→ PROVIDED DATA:
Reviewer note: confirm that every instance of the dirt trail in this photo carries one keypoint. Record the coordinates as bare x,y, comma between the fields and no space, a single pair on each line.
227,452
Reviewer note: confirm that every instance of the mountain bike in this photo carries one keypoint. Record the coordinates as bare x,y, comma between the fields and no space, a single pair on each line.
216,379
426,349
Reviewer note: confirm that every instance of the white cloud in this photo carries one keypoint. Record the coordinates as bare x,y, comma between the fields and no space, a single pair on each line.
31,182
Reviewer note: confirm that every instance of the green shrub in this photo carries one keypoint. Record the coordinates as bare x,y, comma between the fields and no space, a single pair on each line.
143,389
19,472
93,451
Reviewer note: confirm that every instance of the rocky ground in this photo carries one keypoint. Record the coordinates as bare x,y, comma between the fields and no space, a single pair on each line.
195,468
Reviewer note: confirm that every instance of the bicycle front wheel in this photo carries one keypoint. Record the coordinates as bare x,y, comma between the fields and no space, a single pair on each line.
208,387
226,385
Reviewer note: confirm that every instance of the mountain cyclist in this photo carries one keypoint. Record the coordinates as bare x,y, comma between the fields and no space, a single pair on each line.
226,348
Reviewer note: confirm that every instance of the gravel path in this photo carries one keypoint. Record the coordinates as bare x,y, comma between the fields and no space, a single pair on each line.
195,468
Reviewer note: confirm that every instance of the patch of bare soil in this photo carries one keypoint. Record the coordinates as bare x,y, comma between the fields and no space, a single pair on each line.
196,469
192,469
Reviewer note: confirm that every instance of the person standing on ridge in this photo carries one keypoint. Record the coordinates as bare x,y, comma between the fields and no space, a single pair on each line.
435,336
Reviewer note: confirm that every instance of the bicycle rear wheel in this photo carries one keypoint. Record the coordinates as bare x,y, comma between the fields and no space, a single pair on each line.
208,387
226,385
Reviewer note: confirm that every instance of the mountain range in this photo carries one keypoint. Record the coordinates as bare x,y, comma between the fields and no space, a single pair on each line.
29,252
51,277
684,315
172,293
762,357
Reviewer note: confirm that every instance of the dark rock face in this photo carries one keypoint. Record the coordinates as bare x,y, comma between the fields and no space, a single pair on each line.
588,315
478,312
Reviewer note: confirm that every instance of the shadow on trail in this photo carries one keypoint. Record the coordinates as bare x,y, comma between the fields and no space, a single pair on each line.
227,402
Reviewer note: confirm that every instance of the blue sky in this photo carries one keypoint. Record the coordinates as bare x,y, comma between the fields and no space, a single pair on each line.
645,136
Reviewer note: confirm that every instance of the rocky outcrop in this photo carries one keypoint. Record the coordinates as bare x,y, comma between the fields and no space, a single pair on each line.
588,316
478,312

→ TASK DETAILS: Find the line that contains "Reviewer note: confirm that every instance of the dark". Repeat it and every line after it, exactly as written, up to and including the last line of the records above.

→ SOLVED EXERCISE:
Reviewer note: confirm that every instance of the dark rock face in this photo carries one keypoint. Record the coordinates as bare x,y, comma between the fields and no space, a single pair on each line.
588,315
478,312
Reviewer note: confirm that every instance of the shadow on trail in this photo carries one keypoint. Record the coordinates as bare x,y, comma between the fields and no space, a single pair on each line.
227,402
Reviewer note: confirm that every instance of the blue sky in this photo carries one keypoint. Record the coordinates as bare x,y, comma between the fields and no space, a single pair on each line.
645,136
Reviewer note: confirm that every instance of the rocky outcrop in this photo carries one keypoint. Record the coordinates as bare x,y, comma between the fields and no space, a single pair on each line.
588,316
478,312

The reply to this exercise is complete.